▶ **Problem statement**
Retype the records exactly, with nothing added or dropped.

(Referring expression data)
·····
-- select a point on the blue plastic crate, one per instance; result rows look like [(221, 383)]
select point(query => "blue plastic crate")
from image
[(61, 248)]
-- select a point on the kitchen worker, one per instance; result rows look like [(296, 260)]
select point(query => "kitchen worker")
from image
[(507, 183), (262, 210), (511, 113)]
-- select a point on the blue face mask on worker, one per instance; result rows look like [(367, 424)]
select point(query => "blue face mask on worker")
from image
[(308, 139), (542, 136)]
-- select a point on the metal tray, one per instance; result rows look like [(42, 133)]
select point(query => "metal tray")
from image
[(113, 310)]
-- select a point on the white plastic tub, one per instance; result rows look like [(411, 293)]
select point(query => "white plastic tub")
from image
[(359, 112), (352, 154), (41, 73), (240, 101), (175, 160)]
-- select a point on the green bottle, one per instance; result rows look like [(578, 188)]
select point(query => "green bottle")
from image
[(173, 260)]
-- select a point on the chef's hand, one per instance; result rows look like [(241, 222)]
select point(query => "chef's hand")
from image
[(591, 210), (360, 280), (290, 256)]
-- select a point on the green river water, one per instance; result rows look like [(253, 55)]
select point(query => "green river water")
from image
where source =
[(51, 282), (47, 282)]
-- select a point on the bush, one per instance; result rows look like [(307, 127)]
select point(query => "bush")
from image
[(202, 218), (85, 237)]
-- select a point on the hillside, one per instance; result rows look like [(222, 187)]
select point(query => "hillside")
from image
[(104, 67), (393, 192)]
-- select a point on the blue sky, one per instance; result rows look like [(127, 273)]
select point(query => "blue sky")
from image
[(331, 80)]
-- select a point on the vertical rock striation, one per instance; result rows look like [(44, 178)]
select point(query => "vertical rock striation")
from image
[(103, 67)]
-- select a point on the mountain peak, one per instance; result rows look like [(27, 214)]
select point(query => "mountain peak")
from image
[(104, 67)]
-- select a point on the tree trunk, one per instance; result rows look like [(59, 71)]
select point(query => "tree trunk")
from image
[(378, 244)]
·····
▶ **Answer to this exercise**
-- select a point on the blue plastic crate, one per instance; result rows look like [(221, 383)]
select point(query => "blue plastic crate")
from image
[(61, 248)]
-- select a point on the kitchen worker, one per instance; result rows look like [(296, 260)]
select point(query => "kitchen worker")
from image
[(507, 183), (262, 210), (511, 113)]
-- select a point on the blue face mask on worker, one per instance; result rows look like [(367, 424)]
select point(query => "blue face mask on worker")
from image
[(308, 139), (542, 136)]
-- select a point on the metal tray, one per instance; result rows look like [(42, 133)]
select point(query => "metal tray")
from image
[(113, 310)]
-- select a point on the white plastic tub, one per instance; result rows look like [(411, 293)]
select point(query => "white plastic tub")
from image
[(359, 112), (352, 154), (41, 73), (240, 101), (175, 160)]
-- select a point on the green bottle, one per instance; result rows look like [(578, 188)]
select point(query => "green bottle")
from image
[(173, 260)]
-- select a point on the chef's hand, one per instance; result rows look like [(241, 222)]
select point(query => "chef's hand")
from image
[(591, 210), (360, 280), (290, 256)]
-- select a point on the green river water, one per instance; result rows look like [(253, 55)]
select point(query => "green river water")
from image
where source =
[(51, 282), (47, 282)]
-- select a point on the bush, one per instance; result rows look like [(307, 127)]
select point(query => "bush")
from image
[(202, 218), (85, 237)]
-- select a point on the hillside, one per instance; result rows look like [(222, 187)]
select point(query => "hillside")
from image
[(104, 67), (393, 192)]
-- select a point on the blue sky, one per instance; result rows look like [(127, 273)]
select point(query => "blue sky")
from image
[(331, 80)]
-- select a point on the vertical rock striation, one per instance; result rows look like [(44, 178)]
select point(query => "vertical rock striation")
from image
[(103, 67)]
-- select a point on the mountain peak, one per instance; result rows look like [(27, 214)]
select point(query => "mountain peak")
from image
[(104, 67)]
-- select a point on the tree trunk, one per instance; result rows look like [(59, 71)]
select point(query => "tree trunk")
from image
[(378, 244)]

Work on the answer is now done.